= WHAT THE TASK REQUIRES =
Print, word for word, the part of the build directory update notes below that starts with "max_build_dir = 0" and goes on through "any cleanup actions.".

[Start PASSAGE SHOWN]

Updates to the limited_build_dir feature in development
This MR attempts to make a number of improvements to the still in development ff_limit_build_dir configuration. The goal is to have a jacamar driven workflow by which file locks are used to claim a concurrent directory during initial configuration, thus diminishing the duplicate directories found in our current data_dir structure.
In addition to shifting to using the fcnlt call there has been changes to the configuration:
[general]
// FFLimitBuildDir [Feature Flag] enforces a limited structure on the builds_dir by creating
// a user driven process to automatically obtain concurrent directories through file locking.
ff_limit_build_dir = true
// MaxBuildDir indicates how many concurrent build directories can be left on the system. Only observed
// in conjunction with LimitBuildDir. (default: 0, only limited by cumulative runner concurrency).
max_build_dir = 0
// UncapBuildDirCleanup by default cleanup is limited to a single builds_dir in every job. This
// is to limit a CI job becoming "stuck" during cleanup, during which we lack the ability to
// directly notify the user of any cleanup actions.
uncap_build_dir_cleanup = false
// FileLockDebug if enabled will create a log file that outlines all actions of the
// 'jacamar lock' process occurring in userspace. This should only be used for troubleshooting
// potential errors with the process of generating/claiming file locks as there is no
// automated cleanup on these files.
file_lock_debug = false
// RevalidateLock when enabled attempts to re-validate the lock file(s) associated with the
// limited build directories before reporting. If any error is encountered a new lock file
// will be pursued. This currently has limited testing and should likely be used in conjunction
// with the FileLockDebug during initial deployment.

[End PASSAGE SHOWN]
[Start EXTRACTED DATA]

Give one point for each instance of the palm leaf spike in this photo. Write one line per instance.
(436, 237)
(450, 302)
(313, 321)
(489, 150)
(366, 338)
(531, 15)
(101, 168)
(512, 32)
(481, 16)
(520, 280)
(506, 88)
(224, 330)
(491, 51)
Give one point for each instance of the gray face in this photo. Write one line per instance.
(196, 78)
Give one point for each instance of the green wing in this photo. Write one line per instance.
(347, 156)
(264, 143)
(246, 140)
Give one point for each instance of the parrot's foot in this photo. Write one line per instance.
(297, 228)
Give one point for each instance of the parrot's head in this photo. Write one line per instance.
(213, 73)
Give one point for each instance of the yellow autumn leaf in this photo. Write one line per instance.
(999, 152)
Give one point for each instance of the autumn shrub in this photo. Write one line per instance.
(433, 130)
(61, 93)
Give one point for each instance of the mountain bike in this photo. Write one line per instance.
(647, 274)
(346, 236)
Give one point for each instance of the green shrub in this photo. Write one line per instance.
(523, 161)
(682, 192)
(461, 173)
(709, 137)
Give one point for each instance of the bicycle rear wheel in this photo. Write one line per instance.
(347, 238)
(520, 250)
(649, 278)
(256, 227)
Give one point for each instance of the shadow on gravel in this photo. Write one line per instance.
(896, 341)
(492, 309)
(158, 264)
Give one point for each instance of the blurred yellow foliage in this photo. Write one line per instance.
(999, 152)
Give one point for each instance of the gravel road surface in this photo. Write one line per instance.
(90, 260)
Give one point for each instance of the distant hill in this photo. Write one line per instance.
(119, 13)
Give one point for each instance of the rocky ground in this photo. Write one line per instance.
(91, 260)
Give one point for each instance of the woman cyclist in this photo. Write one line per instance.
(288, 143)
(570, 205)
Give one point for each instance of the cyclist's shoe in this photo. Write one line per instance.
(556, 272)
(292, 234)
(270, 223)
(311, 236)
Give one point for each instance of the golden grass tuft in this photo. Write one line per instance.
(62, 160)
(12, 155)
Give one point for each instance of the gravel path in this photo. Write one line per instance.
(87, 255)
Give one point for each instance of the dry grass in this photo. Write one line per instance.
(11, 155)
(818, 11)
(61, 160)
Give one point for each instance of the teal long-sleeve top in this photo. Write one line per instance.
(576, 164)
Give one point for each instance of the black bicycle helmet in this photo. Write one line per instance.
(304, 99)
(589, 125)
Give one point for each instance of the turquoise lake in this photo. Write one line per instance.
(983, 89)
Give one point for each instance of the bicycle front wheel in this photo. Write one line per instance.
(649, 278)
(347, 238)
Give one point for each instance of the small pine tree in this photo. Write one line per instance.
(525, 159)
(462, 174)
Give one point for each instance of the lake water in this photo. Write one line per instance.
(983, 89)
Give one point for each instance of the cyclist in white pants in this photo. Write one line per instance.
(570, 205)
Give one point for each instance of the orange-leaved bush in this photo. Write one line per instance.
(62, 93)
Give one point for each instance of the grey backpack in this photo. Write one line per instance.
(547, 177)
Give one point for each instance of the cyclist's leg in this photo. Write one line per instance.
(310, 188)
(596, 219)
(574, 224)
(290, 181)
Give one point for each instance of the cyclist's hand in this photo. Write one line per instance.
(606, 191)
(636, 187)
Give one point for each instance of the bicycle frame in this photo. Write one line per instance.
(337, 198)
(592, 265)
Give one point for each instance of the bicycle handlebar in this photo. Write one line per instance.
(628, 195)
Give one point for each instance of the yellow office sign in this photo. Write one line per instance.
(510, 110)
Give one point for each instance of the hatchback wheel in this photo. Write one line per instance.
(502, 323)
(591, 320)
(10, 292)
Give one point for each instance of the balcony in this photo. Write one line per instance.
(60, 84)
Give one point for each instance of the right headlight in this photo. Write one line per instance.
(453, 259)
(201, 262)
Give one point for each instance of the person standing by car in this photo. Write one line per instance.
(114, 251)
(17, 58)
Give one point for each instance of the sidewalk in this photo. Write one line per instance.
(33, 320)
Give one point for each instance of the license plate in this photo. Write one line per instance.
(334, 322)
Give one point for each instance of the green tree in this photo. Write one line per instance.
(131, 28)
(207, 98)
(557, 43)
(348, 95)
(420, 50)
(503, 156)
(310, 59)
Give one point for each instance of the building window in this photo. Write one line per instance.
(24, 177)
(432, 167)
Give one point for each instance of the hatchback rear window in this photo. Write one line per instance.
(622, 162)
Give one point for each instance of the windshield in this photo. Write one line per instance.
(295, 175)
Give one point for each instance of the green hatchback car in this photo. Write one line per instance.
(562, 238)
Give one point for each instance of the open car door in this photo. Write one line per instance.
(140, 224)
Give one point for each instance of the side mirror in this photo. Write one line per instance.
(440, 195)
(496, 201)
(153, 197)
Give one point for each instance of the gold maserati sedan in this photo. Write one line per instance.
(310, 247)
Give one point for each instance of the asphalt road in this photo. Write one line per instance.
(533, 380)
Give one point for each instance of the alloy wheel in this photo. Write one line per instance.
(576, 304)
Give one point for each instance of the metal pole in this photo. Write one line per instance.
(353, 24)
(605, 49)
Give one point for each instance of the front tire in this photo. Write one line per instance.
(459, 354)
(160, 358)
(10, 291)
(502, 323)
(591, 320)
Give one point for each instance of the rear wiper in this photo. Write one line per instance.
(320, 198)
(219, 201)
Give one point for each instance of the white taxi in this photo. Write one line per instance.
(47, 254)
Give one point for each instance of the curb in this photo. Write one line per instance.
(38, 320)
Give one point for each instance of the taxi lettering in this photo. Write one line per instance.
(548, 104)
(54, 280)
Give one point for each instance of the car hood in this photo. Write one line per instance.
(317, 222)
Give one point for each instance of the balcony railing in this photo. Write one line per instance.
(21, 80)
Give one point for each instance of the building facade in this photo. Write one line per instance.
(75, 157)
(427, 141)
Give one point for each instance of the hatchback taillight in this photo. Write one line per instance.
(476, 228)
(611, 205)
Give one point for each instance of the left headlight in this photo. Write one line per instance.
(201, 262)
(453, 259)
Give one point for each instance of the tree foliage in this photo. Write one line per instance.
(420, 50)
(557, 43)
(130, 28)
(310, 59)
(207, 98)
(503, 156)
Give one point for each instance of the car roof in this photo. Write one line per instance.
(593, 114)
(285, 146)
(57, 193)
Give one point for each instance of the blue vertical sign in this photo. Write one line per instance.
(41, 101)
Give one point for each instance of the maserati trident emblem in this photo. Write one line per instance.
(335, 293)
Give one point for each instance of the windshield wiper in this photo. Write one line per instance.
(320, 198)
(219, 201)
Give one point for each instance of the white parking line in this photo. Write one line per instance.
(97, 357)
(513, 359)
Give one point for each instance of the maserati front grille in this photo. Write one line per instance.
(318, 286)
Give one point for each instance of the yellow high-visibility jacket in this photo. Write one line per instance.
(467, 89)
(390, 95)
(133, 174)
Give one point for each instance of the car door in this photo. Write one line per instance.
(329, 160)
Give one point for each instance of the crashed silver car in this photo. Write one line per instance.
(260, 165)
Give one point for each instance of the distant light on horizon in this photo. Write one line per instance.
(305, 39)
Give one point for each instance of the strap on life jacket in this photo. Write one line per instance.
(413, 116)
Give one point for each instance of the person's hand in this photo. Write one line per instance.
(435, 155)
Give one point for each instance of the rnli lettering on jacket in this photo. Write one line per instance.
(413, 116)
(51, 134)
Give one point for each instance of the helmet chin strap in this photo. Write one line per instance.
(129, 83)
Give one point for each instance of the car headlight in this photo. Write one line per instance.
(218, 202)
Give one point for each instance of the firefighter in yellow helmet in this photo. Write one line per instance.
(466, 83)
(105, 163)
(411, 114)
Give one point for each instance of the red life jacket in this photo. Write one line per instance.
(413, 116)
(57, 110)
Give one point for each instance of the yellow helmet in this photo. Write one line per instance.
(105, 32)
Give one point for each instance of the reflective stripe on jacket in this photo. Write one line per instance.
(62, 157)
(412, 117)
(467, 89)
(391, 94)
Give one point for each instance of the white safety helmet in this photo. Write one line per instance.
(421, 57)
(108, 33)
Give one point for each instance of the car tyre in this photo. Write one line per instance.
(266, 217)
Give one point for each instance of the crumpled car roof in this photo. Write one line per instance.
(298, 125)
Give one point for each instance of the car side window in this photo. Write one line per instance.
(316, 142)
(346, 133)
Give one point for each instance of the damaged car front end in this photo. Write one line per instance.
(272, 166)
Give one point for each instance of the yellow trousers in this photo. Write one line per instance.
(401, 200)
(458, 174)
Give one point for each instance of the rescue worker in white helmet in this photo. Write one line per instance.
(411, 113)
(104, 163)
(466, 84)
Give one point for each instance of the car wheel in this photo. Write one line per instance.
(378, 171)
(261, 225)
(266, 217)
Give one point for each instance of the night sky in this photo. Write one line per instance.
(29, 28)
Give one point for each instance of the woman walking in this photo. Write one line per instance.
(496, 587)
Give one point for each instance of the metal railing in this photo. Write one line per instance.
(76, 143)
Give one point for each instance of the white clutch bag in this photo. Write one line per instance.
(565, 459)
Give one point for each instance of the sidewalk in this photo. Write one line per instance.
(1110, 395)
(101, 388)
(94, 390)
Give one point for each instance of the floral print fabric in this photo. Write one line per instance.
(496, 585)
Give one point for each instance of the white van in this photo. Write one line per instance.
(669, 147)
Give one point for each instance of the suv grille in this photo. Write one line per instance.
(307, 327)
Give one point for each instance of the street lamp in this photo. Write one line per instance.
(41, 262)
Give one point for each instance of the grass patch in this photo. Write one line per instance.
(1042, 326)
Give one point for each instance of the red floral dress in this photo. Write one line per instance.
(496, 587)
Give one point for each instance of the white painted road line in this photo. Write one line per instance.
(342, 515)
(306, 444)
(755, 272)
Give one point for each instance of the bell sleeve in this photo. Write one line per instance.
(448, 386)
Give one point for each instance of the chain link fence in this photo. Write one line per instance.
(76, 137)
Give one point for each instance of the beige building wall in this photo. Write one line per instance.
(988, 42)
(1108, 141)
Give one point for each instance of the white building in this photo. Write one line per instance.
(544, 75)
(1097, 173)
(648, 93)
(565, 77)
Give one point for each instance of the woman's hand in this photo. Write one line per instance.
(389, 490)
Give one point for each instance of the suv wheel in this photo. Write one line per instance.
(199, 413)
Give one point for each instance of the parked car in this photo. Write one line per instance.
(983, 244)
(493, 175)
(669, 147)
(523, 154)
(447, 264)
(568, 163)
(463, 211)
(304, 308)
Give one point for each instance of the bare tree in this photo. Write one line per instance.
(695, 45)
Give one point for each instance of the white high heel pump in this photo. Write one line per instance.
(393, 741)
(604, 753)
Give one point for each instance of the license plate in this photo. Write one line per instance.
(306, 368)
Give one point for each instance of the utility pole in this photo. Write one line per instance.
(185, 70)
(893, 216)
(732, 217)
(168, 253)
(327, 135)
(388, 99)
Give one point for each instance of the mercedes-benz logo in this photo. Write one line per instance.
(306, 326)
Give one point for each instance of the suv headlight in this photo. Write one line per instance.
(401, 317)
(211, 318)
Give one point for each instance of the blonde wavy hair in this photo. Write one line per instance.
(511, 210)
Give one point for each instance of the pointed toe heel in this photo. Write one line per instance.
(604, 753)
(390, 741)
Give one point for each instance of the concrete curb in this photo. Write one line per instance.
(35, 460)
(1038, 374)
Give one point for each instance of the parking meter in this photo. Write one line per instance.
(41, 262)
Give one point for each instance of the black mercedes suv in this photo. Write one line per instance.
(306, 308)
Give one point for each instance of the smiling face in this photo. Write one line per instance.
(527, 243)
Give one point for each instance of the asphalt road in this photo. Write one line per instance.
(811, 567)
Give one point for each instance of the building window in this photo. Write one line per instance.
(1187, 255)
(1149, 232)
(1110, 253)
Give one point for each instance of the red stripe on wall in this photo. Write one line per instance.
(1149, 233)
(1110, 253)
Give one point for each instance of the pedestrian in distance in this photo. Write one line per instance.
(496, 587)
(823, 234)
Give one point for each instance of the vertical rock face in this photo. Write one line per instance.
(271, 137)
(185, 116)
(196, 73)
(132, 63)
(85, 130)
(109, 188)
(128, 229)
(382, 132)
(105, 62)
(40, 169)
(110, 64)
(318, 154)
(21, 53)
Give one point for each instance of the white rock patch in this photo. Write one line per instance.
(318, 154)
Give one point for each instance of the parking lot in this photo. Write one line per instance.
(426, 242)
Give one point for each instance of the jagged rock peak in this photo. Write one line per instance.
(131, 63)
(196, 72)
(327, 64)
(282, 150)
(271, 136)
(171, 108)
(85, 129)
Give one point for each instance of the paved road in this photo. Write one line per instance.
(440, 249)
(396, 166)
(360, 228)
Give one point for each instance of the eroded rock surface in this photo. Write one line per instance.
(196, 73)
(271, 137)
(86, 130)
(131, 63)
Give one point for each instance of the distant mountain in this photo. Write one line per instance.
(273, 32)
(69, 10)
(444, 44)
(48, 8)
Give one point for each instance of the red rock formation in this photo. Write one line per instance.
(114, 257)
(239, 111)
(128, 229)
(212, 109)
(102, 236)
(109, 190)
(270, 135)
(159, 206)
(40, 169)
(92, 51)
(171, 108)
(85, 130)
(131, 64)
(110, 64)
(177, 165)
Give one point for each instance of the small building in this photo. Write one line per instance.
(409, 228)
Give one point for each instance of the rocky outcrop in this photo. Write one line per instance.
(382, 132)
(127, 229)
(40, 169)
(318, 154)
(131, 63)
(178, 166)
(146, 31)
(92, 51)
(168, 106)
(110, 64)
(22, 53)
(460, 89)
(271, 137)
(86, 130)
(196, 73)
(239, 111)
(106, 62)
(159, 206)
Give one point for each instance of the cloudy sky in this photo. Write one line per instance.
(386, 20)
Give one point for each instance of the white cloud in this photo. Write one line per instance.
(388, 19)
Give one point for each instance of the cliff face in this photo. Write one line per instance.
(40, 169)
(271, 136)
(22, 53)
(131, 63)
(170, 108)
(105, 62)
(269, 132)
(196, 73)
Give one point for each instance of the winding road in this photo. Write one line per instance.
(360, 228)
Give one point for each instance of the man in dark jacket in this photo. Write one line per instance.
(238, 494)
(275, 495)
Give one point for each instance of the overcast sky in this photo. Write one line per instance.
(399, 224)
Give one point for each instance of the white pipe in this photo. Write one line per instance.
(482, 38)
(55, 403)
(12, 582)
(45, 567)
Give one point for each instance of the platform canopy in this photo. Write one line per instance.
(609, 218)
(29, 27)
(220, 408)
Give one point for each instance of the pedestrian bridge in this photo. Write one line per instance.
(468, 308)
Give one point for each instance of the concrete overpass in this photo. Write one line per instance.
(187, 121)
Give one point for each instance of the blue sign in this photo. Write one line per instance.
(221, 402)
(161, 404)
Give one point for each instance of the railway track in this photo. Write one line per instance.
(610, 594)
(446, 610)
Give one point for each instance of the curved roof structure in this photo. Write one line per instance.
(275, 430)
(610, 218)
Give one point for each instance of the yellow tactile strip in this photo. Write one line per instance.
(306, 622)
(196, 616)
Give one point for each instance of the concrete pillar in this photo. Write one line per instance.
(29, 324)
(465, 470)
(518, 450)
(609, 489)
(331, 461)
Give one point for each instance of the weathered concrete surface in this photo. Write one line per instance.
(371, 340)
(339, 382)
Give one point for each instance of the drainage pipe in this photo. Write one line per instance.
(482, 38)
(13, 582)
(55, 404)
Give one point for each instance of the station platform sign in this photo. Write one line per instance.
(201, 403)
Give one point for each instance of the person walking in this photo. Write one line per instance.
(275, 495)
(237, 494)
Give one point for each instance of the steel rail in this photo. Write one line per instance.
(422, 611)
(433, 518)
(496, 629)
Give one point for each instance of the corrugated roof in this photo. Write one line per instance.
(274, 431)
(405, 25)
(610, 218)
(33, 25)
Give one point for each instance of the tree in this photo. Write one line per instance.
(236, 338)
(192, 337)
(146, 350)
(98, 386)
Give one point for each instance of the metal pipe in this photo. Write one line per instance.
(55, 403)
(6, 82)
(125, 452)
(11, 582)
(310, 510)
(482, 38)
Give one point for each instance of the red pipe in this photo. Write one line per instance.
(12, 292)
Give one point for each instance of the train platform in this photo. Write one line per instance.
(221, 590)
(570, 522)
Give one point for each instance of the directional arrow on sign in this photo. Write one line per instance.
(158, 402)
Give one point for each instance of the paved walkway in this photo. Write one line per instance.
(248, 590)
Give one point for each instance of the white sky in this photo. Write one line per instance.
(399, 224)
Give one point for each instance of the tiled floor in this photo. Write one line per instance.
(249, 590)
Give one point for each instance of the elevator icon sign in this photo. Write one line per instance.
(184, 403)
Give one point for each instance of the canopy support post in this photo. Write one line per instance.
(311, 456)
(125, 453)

[End EXTRACTED DATA]

= EXERCISE RESULT =
max_build_dir = 0
// UncapBuildDirCleanup by default cleanup is limited to a single builds_dir in every job. This
// is to limit a CI job becoming "stuck" during cleanup, during which we lack the ability to
// directly notify the user of any cleanup actions.